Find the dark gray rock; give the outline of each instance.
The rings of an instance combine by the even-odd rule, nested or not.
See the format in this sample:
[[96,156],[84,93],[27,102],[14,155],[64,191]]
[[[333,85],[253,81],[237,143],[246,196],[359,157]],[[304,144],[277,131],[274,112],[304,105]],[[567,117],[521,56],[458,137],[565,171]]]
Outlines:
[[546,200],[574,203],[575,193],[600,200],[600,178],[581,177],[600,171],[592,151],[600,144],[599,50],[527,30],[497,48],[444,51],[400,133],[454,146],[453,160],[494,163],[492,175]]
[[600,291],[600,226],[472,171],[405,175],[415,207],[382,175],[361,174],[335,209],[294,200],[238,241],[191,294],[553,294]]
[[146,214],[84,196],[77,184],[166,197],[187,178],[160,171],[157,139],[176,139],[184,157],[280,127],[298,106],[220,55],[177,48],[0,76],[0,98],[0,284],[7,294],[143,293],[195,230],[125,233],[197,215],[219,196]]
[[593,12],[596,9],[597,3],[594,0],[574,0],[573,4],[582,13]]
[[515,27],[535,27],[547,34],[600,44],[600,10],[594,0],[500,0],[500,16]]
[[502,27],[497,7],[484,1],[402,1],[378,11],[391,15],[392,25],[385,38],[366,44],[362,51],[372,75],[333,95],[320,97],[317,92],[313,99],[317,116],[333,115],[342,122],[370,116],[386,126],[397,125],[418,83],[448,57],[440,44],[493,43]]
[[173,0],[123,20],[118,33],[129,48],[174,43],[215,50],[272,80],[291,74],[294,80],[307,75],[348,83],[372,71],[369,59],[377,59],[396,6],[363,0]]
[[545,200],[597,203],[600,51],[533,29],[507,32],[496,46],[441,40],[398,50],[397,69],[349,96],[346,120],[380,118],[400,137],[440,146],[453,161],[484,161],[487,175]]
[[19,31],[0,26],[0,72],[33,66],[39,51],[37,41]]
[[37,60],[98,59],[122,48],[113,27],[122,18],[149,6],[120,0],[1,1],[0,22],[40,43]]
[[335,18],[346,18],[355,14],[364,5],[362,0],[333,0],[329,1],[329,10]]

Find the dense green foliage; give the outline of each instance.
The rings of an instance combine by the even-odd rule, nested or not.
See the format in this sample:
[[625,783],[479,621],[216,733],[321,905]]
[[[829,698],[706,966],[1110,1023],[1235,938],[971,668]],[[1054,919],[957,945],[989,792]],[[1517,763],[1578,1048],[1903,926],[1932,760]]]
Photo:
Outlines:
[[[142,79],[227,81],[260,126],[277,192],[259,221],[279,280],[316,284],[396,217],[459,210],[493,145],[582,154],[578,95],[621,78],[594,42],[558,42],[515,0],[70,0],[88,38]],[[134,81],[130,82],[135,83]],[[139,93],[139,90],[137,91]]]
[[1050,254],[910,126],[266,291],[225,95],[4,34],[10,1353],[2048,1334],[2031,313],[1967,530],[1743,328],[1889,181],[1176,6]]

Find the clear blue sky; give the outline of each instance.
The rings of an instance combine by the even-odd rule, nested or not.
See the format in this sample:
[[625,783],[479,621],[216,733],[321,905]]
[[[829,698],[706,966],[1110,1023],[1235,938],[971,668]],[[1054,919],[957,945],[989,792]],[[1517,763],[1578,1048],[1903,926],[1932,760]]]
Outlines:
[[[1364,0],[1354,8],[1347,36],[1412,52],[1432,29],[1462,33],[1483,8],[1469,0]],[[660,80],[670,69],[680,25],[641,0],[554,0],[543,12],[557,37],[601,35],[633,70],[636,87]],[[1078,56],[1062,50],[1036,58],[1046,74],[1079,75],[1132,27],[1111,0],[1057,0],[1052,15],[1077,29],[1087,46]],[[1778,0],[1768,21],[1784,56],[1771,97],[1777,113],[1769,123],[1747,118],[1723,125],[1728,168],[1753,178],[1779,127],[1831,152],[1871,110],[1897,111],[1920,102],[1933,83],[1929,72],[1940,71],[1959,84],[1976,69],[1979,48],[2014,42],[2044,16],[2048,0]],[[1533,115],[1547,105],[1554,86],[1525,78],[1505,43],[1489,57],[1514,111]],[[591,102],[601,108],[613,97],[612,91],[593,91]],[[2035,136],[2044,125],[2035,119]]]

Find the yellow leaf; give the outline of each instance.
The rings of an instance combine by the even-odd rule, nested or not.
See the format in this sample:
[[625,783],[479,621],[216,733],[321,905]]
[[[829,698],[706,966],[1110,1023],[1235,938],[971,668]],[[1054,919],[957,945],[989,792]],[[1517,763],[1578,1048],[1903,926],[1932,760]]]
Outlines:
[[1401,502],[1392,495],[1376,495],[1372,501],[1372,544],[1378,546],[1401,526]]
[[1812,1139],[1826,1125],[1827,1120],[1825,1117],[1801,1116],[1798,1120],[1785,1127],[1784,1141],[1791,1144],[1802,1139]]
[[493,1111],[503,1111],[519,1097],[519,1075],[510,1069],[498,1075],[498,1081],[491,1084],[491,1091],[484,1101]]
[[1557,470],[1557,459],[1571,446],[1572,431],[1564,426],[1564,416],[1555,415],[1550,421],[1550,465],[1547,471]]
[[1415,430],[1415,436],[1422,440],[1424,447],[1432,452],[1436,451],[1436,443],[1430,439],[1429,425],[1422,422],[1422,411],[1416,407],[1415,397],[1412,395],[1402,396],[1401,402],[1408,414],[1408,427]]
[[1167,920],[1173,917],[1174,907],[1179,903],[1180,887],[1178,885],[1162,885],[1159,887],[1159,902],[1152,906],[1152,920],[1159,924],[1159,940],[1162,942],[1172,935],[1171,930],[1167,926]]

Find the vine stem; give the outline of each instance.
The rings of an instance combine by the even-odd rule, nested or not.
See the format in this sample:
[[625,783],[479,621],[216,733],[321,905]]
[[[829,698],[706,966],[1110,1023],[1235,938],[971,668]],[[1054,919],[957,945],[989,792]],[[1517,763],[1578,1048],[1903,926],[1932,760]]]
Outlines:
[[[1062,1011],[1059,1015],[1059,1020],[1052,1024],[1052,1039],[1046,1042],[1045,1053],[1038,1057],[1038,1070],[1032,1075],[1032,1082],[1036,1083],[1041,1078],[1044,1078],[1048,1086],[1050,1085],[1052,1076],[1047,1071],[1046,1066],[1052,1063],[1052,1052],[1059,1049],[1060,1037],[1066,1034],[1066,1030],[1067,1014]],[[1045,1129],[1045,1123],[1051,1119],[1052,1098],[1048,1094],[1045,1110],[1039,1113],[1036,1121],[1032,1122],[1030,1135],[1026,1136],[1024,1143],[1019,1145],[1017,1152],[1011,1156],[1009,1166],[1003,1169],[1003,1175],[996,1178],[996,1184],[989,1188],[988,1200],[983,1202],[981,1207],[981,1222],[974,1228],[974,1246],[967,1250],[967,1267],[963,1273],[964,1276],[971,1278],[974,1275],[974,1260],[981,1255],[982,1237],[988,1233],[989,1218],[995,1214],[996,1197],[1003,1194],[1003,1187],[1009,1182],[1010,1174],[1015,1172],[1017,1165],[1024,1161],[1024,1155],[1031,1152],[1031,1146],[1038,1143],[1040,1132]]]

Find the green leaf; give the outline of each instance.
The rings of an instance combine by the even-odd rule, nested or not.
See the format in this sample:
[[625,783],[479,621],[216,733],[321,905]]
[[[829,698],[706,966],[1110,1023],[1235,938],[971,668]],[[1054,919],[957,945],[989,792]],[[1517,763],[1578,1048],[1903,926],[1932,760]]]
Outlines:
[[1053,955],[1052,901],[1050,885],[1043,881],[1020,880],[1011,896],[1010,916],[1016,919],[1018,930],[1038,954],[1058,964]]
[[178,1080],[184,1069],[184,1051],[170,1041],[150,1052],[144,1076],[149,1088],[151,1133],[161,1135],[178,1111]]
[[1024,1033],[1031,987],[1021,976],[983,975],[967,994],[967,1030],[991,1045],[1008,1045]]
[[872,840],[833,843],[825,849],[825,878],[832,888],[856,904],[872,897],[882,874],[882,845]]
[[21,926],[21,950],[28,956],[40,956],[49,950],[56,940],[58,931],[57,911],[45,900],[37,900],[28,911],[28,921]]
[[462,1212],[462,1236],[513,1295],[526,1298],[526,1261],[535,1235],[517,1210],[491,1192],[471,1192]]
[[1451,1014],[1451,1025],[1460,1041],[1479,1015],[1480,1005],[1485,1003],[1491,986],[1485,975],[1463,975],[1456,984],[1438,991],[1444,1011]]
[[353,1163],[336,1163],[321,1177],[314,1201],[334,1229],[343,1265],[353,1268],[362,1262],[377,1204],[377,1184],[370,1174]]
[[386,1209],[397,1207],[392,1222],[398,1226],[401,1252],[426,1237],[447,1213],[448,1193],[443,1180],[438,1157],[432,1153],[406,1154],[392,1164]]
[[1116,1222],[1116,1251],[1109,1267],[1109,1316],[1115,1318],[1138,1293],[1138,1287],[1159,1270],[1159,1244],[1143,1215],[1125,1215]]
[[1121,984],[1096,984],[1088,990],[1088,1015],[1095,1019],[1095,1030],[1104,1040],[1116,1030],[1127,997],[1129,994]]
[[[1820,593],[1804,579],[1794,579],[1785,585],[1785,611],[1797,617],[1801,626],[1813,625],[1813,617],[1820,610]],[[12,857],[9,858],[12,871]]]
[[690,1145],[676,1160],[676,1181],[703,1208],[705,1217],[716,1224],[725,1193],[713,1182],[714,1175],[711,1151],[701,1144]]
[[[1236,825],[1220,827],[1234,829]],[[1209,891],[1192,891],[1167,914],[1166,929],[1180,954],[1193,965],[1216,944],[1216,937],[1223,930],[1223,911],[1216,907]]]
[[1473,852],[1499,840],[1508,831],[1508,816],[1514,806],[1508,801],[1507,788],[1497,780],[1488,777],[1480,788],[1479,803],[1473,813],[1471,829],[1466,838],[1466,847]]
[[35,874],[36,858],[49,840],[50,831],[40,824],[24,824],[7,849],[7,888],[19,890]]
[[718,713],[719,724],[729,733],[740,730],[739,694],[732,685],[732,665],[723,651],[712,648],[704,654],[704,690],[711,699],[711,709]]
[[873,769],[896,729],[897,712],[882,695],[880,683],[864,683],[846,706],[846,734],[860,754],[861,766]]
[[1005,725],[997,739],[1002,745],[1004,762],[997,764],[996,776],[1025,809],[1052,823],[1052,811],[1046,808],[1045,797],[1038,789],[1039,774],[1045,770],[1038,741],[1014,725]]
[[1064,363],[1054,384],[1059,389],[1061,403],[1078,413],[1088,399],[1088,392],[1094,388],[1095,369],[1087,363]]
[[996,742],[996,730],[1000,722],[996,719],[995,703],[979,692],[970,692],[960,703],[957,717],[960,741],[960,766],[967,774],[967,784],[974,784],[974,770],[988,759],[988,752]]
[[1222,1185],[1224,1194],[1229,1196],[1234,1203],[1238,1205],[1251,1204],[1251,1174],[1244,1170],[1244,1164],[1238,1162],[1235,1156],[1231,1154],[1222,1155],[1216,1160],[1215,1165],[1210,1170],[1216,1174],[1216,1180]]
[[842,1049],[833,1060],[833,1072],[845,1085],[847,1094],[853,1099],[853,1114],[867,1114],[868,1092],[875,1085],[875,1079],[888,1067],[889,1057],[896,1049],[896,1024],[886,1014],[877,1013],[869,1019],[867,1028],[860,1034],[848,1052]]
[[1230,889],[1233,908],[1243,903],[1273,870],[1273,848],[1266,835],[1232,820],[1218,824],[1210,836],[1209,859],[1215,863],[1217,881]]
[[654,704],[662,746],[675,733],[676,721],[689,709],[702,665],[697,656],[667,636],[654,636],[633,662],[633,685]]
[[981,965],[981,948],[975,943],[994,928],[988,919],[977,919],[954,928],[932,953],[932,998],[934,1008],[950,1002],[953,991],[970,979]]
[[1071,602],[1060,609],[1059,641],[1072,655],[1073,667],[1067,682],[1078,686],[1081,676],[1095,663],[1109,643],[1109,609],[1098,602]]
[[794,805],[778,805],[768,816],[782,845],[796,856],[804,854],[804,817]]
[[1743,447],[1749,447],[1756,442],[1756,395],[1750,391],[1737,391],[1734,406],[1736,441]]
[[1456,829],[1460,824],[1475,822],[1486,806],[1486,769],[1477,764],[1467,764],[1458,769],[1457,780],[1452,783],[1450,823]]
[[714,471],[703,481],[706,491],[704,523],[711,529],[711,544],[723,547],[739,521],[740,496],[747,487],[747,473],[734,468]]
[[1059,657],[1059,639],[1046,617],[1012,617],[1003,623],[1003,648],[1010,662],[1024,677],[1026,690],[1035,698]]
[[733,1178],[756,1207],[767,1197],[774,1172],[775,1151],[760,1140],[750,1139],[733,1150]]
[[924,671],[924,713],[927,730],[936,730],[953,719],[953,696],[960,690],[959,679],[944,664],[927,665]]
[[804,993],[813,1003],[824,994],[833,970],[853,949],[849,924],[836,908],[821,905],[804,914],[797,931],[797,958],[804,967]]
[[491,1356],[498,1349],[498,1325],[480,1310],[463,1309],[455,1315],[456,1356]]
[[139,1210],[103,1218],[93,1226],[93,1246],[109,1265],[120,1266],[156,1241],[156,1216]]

• [WHAT TO PRODUCE] Determine the number of lines above that include the word "each"; the reply is that number only.

• [REPLY TO THE EXERCISE] 6